══ RECORDS SUPPLIED ══

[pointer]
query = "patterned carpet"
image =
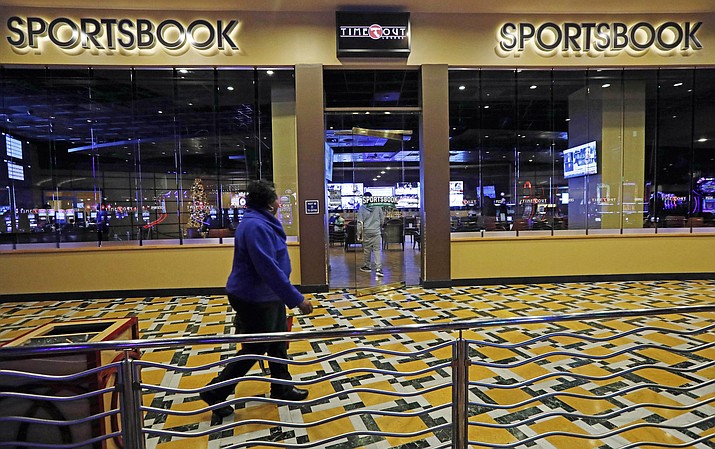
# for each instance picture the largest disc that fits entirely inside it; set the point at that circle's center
(161, 317)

═══

→ INSTRUCTIONS TO FOLLOW: Reproduce every line of the records above, requests included, shifting each point coordinate in the answers by -103. Omit the pictures from your reproduction.

→ RESULT OF THIS EXERCISE:
[pointer]
query = "patterned carpet"
image =
# for each instance picture the largest disc that fits entirely inside it; set the point at that circle's center
(58, 214)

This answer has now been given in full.